> RECORDS SHOWN:
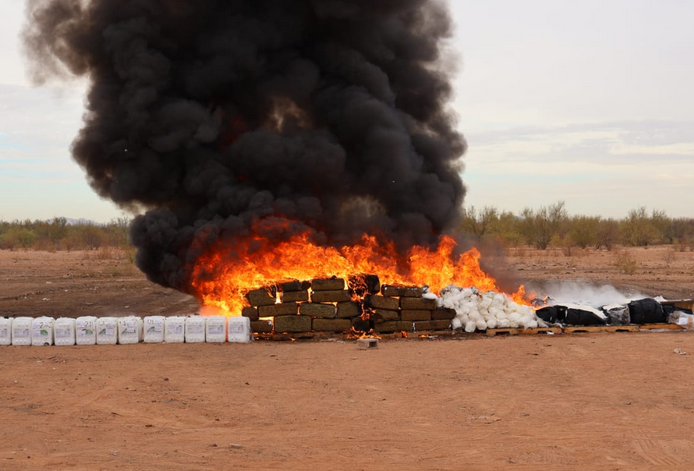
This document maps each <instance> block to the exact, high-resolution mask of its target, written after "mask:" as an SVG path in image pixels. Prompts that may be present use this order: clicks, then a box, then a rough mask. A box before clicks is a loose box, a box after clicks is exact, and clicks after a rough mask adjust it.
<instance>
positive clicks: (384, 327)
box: [374, 321, 400, 334]
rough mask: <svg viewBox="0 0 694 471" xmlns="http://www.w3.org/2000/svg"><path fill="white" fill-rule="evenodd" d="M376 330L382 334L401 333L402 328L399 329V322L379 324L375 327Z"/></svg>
mask: <svg viewBox="0 0 694 471" xmlns="http://www.w3.org/2000/svg"><path fill="white" fill-rule="evenodd" d="M374 330H375V331H376V332H382V333H387V334H389V333H391V332H399V331H400V328H399V327H398V321H388V322H377V323H376V324H375V325H374Z"/></svg>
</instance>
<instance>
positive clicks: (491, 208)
mask: <svg viewBox="0 0 694 471" xmlns="http://www.w3.org/2000/svg"><path fill="white" fill-rule="evenodd" d="M498 219H499V217H498V212H497V210H496V208H495V207H493V206H485V207H484V208H482V209H481V210H480V211H477V210H476V209H475V207H474V206H470V207H469V208H467V209H463V223H462V225H461V228H462V230H463V232H464V233H466V234H472V235H475V236H477V237H483V236H485V235H487V234H488V233H489V232H490V231H491V229H492V226H493V225H494V224H495V223H496V222H498Z"/></svg>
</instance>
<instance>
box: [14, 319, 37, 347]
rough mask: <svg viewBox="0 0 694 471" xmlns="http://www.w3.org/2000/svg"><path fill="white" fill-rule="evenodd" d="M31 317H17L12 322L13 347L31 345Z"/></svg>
mask: <svg viewBox="0 0 694 471" xmlns="http://www.w3.org/2000/svg"><path fill="white" fill-rule="evenodd" d="M33 320H34V319H32V318H31V317H15V318H14V319H13V320H12V345H31V323H32V321H33Z"/></svg>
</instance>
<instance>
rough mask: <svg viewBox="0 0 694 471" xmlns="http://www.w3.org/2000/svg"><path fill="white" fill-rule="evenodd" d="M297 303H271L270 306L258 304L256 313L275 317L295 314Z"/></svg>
mask: <svg viewBox="0 0 694 471" xmlns="http://www.w3.org/2000/svg"><path fill="white" fill-rule="evenodd" d="M298 312H299V305H298V304H296V303H285V304H273V305H272V306H259V307H258V314H259V315H260V317H275V316H286V315H291V314H297V313H298Z"/></svg>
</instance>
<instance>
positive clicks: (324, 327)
mask: <svg viewBox="0 0 694 471" xmlns="http://www.w3.org/2000/svg"><path fill="white" fill-rule="evenodd" d="M346 288H347V289H346ZM422 294H423V288H418V287H406V286H392V285H383V286H381V285H380V282H379V279H378V277H377V276H375V275H360V276H354V277H350V279H349V280H348V283H347V284H345V280H344V279H341V278H327V279H315V280H312V281H311V282H303V283H302V282H298V281H295V282H288V283H283V284H280V285H278V286H277V287H276V288H275V287H272V288H267V289H258V290H253V291H250V292H249V293H248V294H247V296H246V297H247V299H248V301H249V303H250V304H251V307H246V308H244V310H243V315H244V316H247V317H250V318H251V320H252V322H251V329H252V330H253V331H255V332H271V331H272V330H273V327H274V331H275V332H278V333H280V332H287V333H300V332H309V331H315V332H358V333H367V332H372V331H374V332H379V333H391V332H418V331H434V330H446V329H450V327H451V319H453V318H454V317H455V312H454V311H452V310H450V309H441V308H439V307H438V306H437V303H436V300H435V299H428V298H423V297H422ZM278 301H279V302H278ZM259 318H265V319H266V320H259ZM268 318H272V322H271V323H270V322H269V321H268V320H267V319H268Z"/></svg>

> PROBLEM DESCRIPTION:
Would you copy each line above exactly as given, dropping any images?

> RESPONSE TO THE TASK:
This document maps each <instance> block to the exact, high-resolution mask of its target, written after "mask:" as an SVG path in image pixels. Prompts that may be present use this order: clicks, then a box, then a rough mask. A box before clicks is a loose box, a box after clicks is exact, and clicks after a rough mask adjust it.
<instance>
positive clicks: (384, 327)
box: [374, 321, 400, 334]
rough mask: <svg viewBox="0 0 694 471" xmlns="http://www.w3.org/2000/svg"><path fill="white" fill-rule="evenodd" d="M376 330L382 334L401 333L402 328L399 329V322L379 324L375 327Z"/></svg>
mask: <svg viewBox="0 0 694 471" xmlns="http://www.w3.org/2000/svg"><path fill="white" fill-rule="evenodd" d="M374 330H375V331H376V332H382V333H387V334H389V333H391V332H399V331H400V328H399V327H398V321H388V322H377V323H376V324H375V325H374Z"/></svg>
</instance>
<instance>
positive clicks: (491, 208)
mask: <svg viewBox="0 0 694 471" xmlns="http://www.w3.org/2000/svg"><path fill="white" fill-rule="evenodd" d="M498 219H499V217H498V212H497V210H496V208H495V207H493V206H485V207H484V208H482V209H481V210H480V211H477V210H476V209H475V207H474V206H470V207H469V208H467V209H463V223H462V225H461V228H462V230H463V232H464V233H466V234H472V235H475V236H477V237H483V236H485V235H487V234H488V233H489V232H490V231H491V229H492V226H493V225H494V224H495V223H496V222H498Z"/></svg>
</instance>
<instance>
box: [14, 319, 37, 347]
rough mask: <svg viewBox="0 0 694 471" xmlns="http://www.w3.org/2000/svg"><path fill="white" fill-rule="evenodd" d="M31 317H17L12 322L13 347L31 345Z"/></svg>
mask: <svg viewBox="0 0 694 471" xmlns="http://www.w3.org/2000/svg"><path fill="white" fill-rule="evenodd" d="M33 320H34V319H32V318H31V317H15V318H14V319H13V320H12V345H31V323H32V321H33Z"/></svg>
</instance>
<instance>
rough mask: <svg viewBox="0 0 694 471" xmlns="http://www.w3.org/2000/svg"><path fill="white" fill-rule="evenodd" d="M297 303H271L270 306L258 304L256 313L275 317L295 314Z"/></svg>
mask: <svg viewBox="0 0 694 471" xmlns="http://www.w3.org/2000/svg"><path fill="white" fill-rule="evenodd" d="M298 312H299V305H298V304H296V303H285V304H273V305H272V306H259V307H258V314H259V315H260V317H275V316H286V315H291V314H297V313H298Z"/></svg>
</instance>
<instance>
positive clicks: (324, 327)
mask: <svg viewBox="0 0 694 471" xmlns="http://www.w3.org/2000/svg"><path fill="white" fill-rule="evenodd" d="M346 288H347V289H346ZM422 294H423V288H418V287H406V286H392V285H383V286H381V285H380V282H379V279H378V277H377V276H375V275H360V276H354V277H350V279H349V280H348V283H347V284H345V280H344V279H341V278H327V279H315V280H312V281H311V282H303V283H302V282H298V281H295V282H288V283H283V284H280V285H278V286H277V287H276V288H275V287H272V288H267V289H258V290H253V291H250V292H249V293H248V294H247V296H246V297H247V299H248V301H249V303H250V304H251V307H246V308H244V310H243V315H244V316H247V317H250V318H251V320H252V322H251V329H252V330H253V331H255V332H271V331H272V330H273V327H274V331H275V332H278V333H280V332H287V333H300V332H309V331H315V332H358V333H367V332H372V331H374V332H379V333H391V332H418V331H434V330H446V329H450V327H451V319H453V318H454V317H455V312H454V311H452V310H450V309H441V308H439V307H438V306H437V303H436V300H435V299H428V298H423V297H422ZM278 301H279V302H278ZM259 318H265V319H266V320H259ZM268 318H272V322H271V323H270V322H269V321H268V320H267V319H268Z"/></svg>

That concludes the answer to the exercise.